▸ **TEXT EXTRACT**
But that’s how Jesus gets our attention and assures us of something powerful!

Jesus is acknowledging that bad stuff happens and, even though he’s Jesus, he doesn’t try to explain it or rationalize it or pretend we can avoid it. What Jesus does is hold it up before our eyes and remind us that the gift of our lives is fragile and our lives come to their end – or at least encounter all kinds of struggle and sadness and disappointment along the way – without warning, without notice, without preparation.

The reality is good and bad things happen to both good and bad people.

In this season of Lent, we are often reminded of repentance. Repentance is not a dirty word. It comes from the Greek word metanoia, which is more than just remorse or sorrow or a change of mind. It’s a change of heart.

Repentance isn’t setting off in a direction and slowing down and hitting the brakes from time to time. Repentance is stopping the car, making a U-turn and driving in the opposite direction.

So, when Jesus says, “Repent or perish,” it isn’t a threat. It’s simply reality. We either turn away from what causes death in our lives or we are already perishing.

If our lives are controlled by our urges, appetites, and desires, we are perishing. Our addictions can result in death; death to our integrity and death in our relationships with God and one another.

If my life is governed by my own selfish ambition and I become blind to the needs of others, I am perishing. If I cannot control that part of me that judges others because they don’t dress like I think they should, or worship the God I worship, or love people I don’t accept, or will always be out of step with society’s norms and I criticize them for that, I am not living; I am perishing.

If we cannot make peace with the pains of our past but keep rehearsing them in our minds over and over again, we are not living; we are perishing.

The owner who plants the fig tree is exasperated when, after three years, the tree has yet to produce any fruit. He orders it to be cut down. Anyone identify with the owner? The gardener, however, says to give it more time. Is that the voice of Jesus? It’s so easy to give up on others and even ourselves, but Jesus says, “Wait. Hold on. Give me more time. I’m still working on this one. I’ve got more caring and tending and nurturing to do.”

So, with this simple parable, Jesus reminds us that “God’s will” is really all about second chances. God, like the owner of the vineyard, gives us another year, or another day, or another minute to try again. To repent. To turn over new leaves. To live new lives, in spite of ourselves.

So, think about this: Repentance means to change our ways; to be turned around; is it possible that repentance might also mean we let ourselves be changed by the struggles of others? That we open ourselves to the hardships that surround us? That we change our lives in order to make a difference in the lives of others?

Can I repent by being more generous? Can I repent by doing with less? Can you and I repent by living more humbly? By confessing our sins and meaning it? By receiving forgiveness and offering it up in ways that matter?

Can we repent by acknowledging that our lives – however long or short they may turn out to be – are blessed, generous, grace-filled gifts from God?

Jesus the gardener has our back, like a gardener tending to a less-than-fruitful fig tree, until we begin to turn things around, until we begin to live with that kind of repentance.

As we continue our journey to the cross, we continue to draw close to this Jesus who doesn’t deny that evil exists, who doesn’t deny that death will come, who doesn’t pretend that this life of faith is an easy one.

▸ **INPUT MATERIAL**

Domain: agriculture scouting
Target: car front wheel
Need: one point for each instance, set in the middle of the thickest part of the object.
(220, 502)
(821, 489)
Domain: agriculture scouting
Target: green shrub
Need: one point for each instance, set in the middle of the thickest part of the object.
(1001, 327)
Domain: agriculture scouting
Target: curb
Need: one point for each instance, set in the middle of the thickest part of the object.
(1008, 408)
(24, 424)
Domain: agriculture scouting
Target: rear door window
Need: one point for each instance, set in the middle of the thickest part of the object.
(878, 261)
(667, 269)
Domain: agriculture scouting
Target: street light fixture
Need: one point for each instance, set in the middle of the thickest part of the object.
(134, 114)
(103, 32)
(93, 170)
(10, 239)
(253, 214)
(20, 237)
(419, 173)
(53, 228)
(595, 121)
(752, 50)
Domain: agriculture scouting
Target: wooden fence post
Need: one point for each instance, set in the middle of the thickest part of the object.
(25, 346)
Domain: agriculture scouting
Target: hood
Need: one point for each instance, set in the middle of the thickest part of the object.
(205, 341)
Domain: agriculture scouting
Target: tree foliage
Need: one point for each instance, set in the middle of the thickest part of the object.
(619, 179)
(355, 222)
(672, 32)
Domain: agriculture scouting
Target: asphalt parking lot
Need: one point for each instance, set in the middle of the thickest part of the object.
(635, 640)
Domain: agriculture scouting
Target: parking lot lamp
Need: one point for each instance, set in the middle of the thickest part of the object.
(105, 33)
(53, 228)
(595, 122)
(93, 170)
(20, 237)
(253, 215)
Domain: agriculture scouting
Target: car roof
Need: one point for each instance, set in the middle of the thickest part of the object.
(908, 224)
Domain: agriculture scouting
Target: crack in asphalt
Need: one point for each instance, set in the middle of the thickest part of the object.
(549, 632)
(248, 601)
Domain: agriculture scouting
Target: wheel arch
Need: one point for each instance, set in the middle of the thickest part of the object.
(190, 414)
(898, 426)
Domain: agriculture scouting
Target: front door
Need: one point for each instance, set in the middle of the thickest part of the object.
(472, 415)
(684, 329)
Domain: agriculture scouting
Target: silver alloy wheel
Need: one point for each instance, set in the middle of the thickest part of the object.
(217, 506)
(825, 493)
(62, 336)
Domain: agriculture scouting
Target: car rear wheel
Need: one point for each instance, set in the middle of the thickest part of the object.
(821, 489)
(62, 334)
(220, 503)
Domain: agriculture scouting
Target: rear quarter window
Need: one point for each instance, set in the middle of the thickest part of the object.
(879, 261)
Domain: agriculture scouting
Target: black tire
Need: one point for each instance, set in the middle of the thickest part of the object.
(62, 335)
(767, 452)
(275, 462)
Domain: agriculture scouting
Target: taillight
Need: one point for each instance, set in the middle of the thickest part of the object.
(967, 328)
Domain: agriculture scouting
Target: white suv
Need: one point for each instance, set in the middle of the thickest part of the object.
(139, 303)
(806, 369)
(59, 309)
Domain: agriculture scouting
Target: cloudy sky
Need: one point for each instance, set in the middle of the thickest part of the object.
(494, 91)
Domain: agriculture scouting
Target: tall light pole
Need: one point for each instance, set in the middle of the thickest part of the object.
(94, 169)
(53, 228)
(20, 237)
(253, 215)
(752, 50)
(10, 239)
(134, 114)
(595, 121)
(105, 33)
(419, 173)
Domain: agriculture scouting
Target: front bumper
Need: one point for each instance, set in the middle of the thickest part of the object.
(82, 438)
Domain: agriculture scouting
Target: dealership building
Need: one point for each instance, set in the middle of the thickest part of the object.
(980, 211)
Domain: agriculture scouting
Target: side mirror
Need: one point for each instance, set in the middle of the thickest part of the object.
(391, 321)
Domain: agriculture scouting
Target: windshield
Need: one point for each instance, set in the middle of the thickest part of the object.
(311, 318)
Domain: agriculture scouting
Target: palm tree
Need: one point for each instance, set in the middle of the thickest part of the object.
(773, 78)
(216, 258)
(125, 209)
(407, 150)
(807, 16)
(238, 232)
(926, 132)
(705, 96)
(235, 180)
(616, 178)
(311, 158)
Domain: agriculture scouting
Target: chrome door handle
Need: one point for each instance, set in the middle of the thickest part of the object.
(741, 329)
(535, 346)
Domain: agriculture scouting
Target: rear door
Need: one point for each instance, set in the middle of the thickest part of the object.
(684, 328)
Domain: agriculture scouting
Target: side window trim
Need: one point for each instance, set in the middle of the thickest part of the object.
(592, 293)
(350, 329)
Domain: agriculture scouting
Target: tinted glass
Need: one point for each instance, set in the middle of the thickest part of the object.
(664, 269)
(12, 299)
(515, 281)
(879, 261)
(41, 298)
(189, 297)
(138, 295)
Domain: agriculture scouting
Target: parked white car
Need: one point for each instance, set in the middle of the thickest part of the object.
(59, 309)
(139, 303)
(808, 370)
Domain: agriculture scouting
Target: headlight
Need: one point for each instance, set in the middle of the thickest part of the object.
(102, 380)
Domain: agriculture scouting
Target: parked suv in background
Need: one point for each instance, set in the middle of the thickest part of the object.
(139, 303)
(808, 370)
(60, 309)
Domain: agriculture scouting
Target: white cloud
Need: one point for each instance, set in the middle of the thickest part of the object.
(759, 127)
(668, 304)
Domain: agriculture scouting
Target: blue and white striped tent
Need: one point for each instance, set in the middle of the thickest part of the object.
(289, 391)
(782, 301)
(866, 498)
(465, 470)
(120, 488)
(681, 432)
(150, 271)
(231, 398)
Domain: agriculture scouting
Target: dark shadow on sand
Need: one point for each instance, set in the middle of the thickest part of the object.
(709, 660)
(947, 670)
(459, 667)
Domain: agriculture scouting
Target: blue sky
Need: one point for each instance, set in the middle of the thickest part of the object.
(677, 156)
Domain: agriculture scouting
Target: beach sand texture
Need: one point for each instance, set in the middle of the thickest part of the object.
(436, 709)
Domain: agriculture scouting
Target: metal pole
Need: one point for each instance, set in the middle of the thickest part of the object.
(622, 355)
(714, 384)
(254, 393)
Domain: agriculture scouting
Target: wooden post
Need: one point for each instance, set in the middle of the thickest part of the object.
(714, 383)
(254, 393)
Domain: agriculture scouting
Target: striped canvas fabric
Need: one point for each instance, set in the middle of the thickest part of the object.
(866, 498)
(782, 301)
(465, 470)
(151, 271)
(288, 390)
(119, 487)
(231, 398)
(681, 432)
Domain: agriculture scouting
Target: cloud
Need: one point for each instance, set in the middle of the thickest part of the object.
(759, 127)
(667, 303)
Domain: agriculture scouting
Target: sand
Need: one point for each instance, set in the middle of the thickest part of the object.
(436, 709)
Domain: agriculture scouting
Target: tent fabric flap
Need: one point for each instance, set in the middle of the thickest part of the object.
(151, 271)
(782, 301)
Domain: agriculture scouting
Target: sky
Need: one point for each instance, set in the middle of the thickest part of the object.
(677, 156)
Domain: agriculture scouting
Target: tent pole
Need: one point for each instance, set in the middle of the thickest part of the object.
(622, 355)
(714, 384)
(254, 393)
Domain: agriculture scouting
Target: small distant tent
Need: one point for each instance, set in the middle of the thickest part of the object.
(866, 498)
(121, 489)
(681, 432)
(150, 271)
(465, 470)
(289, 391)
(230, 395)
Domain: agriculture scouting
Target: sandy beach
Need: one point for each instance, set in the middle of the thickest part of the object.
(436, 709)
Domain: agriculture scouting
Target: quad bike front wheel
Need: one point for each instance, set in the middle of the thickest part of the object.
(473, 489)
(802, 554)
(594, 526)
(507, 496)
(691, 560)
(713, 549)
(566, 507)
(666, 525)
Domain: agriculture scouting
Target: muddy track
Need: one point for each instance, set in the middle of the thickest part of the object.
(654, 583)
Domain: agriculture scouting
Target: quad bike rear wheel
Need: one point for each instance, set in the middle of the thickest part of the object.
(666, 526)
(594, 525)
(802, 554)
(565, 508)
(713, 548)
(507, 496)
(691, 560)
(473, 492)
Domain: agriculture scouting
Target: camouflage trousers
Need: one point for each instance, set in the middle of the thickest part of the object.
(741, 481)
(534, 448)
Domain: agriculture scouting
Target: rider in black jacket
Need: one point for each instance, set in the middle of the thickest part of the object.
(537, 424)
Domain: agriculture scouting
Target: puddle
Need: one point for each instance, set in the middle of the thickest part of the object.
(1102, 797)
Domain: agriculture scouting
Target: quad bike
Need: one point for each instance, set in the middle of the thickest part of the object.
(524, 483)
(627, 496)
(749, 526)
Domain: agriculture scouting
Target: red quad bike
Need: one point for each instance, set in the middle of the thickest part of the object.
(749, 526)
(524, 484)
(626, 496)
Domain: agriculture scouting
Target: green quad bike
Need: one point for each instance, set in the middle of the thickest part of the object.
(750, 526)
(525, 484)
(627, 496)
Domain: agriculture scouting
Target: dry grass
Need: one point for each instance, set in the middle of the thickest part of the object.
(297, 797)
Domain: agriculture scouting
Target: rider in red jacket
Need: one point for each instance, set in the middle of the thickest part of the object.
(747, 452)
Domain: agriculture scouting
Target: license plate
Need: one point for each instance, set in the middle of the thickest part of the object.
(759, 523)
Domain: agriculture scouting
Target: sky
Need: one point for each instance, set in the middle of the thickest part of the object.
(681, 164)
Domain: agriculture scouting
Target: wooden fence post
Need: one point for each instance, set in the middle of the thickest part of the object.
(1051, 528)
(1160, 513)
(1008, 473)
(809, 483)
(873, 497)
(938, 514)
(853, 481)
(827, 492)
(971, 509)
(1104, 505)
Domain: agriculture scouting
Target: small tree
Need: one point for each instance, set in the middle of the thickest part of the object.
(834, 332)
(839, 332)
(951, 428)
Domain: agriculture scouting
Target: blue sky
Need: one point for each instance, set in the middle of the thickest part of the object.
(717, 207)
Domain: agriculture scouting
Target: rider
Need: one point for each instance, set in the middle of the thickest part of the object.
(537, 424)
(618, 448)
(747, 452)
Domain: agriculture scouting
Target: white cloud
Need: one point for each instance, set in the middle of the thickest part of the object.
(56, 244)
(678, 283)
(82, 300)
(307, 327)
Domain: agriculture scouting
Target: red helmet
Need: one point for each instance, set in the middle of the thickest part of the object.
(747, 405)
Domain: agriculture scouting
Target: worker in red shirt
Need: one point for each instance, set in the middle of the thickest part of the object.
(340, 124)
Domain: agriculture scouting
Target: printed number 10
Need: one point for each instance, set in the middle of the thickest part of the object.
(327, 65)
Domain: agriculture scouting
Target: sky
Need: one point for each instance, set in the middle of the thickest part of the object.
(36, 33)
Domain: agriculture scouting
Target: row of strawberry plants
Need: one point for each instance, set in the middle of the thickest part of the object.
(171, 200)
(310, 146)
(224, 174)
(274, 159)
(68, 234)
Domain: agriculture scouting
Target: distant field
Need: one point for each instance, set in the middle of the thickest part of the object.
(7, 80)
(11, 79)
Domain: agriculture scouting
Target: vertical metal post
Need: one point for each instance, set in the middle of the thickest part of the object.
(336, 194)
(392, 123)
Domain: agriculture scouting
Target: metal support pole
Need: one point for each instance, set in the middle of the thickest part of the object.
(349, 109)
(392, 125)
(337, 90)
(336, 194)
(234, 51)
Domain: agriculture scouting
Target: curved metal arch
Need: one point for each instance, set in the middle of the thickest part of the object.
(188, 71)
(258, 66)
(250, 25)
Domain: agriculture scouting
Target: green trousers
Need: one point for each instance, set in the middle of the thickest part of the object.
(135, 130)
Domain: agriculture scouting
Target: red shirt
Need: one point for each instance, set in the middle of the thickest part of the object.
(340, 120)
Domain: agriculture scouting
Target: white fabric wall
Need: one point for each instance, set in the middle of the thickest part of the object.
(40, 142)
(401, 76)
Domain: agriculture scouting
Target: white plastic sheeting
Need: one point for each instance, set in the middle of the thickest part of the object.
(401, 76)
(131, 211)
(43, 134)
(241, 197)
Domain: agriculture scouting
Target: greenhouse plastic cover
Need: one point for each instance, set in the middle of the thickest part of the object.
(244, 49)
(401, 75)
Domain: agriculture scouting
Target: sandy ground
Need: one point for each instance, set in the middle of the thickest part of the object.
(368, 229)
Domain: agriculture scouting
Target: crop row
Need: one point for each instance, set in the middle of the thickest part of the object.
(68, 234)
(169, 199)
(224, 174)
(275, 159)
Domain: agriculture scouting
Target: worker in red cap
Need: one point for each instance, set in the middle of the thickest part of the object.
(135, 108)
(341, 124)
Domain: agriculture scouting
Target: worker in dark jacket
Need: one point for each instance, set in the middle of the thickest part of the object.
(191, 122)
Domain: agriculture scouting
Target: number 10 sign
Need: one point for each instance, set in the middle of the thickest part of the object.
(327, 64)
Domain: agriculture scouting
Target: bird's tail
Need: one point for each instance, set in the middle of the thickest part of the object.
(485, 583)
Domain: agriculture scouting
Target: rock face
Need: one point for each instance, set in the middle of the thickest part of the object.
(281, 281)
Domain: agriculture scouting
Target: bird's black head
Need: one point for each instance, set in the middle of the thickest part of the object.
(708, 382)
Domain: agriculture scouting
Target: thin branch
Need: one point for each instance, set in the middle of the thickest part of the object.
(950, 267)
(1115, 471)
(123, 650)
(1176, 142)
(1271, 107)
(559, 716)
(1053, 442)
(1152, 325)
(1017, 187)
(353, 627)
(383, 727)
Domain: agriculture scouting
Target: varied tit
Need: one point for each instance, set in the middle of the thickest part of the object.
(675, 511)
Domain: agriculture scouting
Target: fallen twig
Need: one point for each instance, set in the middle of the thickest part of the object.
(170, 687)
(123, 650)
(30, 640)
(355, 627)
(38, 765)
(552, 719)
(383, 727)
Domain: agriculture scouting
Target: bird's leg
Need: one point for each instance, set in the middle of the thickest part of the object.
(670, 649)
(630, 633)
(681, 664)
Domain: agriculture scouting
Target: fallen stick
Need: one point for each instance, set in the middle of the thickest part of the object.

▸ **OBJECTIVE 1**
List every way of repenting that the Lent sermon proposes with the words "repent by" or with a follow-on question that begins with "By".
▸ **OBJECTIVE 2**
Return the lines of the listing from its first line to the line that contains "(1001, 327)", keeping both ends and reproducing each line precisely.

▸ **FULL ANSWER 1**
- Being more generous
- Doing with less
- Living more humbly
- Confessing our sins and meaning it
- Receiving forgiveness and offering it up in ways that matter
- Acknowledging that our lives, however long or short they may turn out to be, are blessed, generous, grace-filled gifts from God

▸ **FULL ANSWER 2**
Domain: agriculture scouting
Target: car front wheel
Need: one point for each instance, set in the middle of the thickest part of the object.
(220, 502)
(821, 489)
Domain: agriculture scouting
Target: green shrub
Need: one point for each instance, set in the middle of the thickest part of the object.
(1001, 327)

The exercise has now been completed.